* [Short task]
Pull out every line in the items below that contains the word "guardrail", copying each line in full.

* [Data to process]
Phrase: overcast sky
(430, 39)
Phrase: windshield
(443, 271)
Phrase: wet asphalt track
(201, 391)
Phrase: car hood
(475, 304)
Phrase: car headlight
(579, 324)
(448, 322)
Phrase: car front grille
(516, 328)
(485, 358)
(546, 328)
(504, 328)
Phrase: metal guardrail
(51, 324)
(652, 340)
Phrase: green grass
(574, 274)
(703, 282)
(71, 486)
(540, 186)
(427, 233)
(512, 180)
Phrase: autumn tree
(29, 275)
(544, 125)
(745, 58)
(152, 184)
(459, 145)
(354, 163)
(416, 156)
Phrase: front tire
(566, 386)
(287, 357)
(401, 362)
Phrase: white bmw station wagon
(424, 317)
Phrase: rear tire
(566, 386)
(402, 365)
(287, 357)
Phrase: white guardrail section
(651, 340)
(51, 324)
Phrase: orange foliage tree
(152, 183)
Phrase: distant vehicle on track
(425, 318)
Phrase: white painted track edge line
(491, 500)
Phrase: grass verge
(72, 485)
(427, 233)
---
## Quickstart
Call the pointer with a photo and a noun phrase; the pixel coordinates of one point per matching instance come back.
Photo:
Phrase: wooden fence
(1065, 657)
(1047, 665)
--
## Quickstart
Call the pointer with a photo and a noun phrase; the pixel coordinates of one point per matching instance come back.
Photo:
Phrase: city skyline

* [Reply to the task]
Phrase: metal guardrail
Phrase: white guardrail section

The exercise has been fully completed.